Work item: Transcribe the entries, keeping every character the same.

Dataset entries
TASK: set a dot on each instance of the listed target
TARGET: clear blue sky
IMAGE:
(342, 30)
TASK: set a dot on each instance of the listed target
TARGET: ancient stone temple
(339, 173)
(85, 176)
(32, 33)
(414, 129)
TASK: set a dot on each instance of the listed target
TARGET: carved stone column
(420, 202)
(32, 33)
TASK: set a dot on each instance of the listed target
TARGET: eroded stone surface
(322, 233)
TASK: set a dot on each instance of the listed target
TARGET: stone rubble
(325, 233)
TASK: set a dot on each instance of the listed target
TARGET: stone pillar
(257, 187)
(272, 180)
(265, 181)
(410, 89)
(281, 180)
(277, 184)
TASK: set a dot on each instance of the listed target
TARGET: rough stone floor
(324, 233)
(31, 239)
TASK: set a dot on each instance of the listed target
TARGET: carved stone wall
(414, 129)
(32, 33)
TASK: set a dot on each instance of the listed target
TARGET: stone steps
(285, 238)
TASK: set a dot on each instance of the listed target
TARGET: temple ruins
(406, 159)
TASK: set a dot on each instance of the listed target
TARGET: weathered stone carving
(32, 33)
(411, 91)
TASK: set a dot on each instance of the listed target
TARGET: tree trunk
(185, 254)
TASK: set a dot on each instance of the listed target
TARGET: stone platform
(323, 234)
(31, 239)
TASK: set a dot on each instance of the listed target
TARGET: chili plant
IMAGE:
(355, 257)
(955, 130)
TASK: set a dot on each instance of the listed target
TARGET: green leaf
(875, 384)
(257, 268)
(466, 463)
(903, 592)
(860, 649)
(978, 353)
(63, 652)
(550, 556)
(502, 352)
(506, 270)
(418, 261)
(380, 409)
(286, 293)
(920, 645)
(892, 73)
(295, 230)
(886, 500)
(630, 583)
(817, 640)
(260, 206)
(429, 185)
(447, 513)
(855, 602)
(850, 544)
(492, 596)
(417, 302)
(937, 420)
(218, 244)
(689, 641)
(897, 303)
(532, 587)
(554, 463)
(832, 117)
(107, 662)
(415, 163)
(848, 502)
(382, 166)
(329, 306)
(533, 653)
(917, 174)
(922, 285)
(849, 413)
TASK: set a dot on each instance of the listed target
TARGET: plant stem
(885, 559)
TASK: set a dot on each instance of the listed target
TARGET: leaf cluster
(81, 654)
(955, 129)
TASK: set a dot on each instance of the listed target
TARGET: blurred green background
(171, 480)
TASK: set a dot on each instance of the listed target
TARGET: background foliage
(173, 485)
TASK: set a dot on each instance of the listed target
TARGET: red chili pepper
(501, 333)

Written answer:
TASK: set a dot on each instance of the listed target
TARGET: clear blue sky
IMAGE:
(342, 30)
TASK: set a dot on each instance of the listed target
TARGET: ancient stone temple
(339, 173)
(85, 176)
(32, 33)
(414, 129)
TASK: set a dot on each instance of the listed target
TARGET: carved stone column
(420, 202)
(32, 33)
TASK: set a dot on each instance of the listed target
TARGET: eroded stone surface
(322, 233)
TASK: set a dot on each instance of the listed target
TARGET: stone rubble
(325, 233)
TASK: set a dot on each instance of the listed target
TARGET: stone pillar
(257, 187)
(272, 180)
(265, 181)
(410, 89)
(281, 180)
(277, 184)
TASK: set a dot on each instance of the listed target
TARGET: rough stone floor
(324, 233)
(31, 239)
TASK: set a dot on each instance of the listed target
TARGET: carved stone wall
(414, 129)
(32, 33)
TASK: set a dot on each instance of the listed target
TARGET: stone steps
(285, 238)
TASK: set a dot on each instance of the listed target
TARGET: temple ruins
(406, 159)
TASK: set a dot on each instance of the listed target
TARGET: weathered stone carving
(32, 33)
(411, 91)
TASK: set a dot on each instance of the listed target
TARGET: tree trunk
(185, 254)
TASK: set a dot on each instance of the listed target
TARGET: stone platform
(323, 234)
(31, 239)
TASK: set a dot on each instance of the listed target
TARGET: chili plant
IMAGE:
(355, 257)
(955, 130)
TASK: set a dot on each instance of the listed target
TARGET: green leaf
(875, 384)
(257, 268)
(466, 463)
(903, 592)
(860, 649)
(978, 353)
(63, 652)
(550, 556)
(502, 352)
(506, 270)
(418, 261)
(380, 409)
(286, 293)
(920, 645)
(892, 73)
(295, 230)
(886, 500)
(630, 583)
(817, 640)
(260, 206)
(429, 185)
(447, 513)
(855, 602)
(850, 544)
(492, 596)
(417, 302)
(937, 420)
(218, 244)
(689, 641)
(897, 303)
(532, 587)
(554, 463)
(832, 117)
(107, 662)
(415, 163)
(848, 502)
(382, 166)
(329, 306)
(533, 653)
(917, 174)
(922, 285)
(849, 413)
TASK: set a dot on each instance of the listed target
TARGET: plant stem
(885, 559)
TASK: set a dot on each instance of the listed target
TARGET: leaf cluster
(81, 654)
(955, 129)
TASK: set a dot on each instance of the listed target
TARGET: blurred green background
(171, 480)
TASK: set a dot on each instance of the listed target
TARGET: background foliage
(173, 485)
TASK: set a dot on each instance of the listed target
TARGET: red chili pepper
(501, 333)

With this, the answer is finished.